Supplied text
# # # # #

The family of a Connecticut woman who died from ovarian cancer has filed a new talcum powder lawsuit against Johnson & Johnson alleging the company’s Baby Powder was responsible for her death.
According to a November 3rd filing in the U.S. District Court, District of Connecticut, Patricia Agresta used Johnson & Johnson’s Baby Powder for more than 50 years as part of her daily feminine hygiene routine.
Agresta was diagnosed with ovarian cancer in 2011 and died two years later.
Like other talcum powder lawsuits filed against the healthcare products giant, the complaint cites a number of studies pointing to a link between talc-based powders and ovarian cancer, including a 1995 analysis that suggested that regular, genital talc use increased a woman’s risk for the disease by 27%.
According to Law.com, the Agresta family has not put a dollar figure on their damage claims. However, the complaint indicates that they are seeking compensation for violation of the Product Liability Act within the Connecticut General Statutes; violation of the Connecticut Unfair Trade Practices Act within the Connecticut General Statutes; wrongful death; loss of consortium; and survival claim.

# # # # #

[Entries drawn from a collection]
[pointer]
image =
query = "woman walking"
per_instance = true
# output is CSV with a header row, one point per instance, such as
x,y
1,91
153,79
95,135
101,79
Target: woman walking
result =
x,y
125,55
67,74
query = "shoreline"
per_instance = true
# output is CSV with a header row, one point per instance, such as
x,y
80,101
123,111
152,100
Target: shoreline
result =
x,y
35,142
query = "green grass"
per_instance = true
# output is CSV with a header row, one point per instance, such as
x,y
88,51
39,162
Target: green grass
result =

# # # # #

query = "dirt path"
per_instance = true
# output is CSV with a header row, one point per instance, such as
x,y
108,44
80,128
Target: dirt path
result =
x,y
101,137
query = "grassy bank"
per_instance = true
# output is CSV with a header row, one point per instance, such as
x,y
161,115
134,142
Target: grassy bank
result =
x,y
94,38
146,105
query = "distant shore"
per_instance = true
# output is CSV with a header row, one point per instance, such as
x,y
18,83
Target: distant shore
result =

# # # # #

Your instructions
Please write out the talcum powder lawsuit article from "According to a" up to and including "feminine hygiene routine.". The records have no role here.

Expected output
According to a November 3rd filing in the U.S. District Court, District of Connecticut, Patricia Agresta used Johnson & Johnson’s Baby Powder for more than 50 years as part of her daily feminine hygiene routine.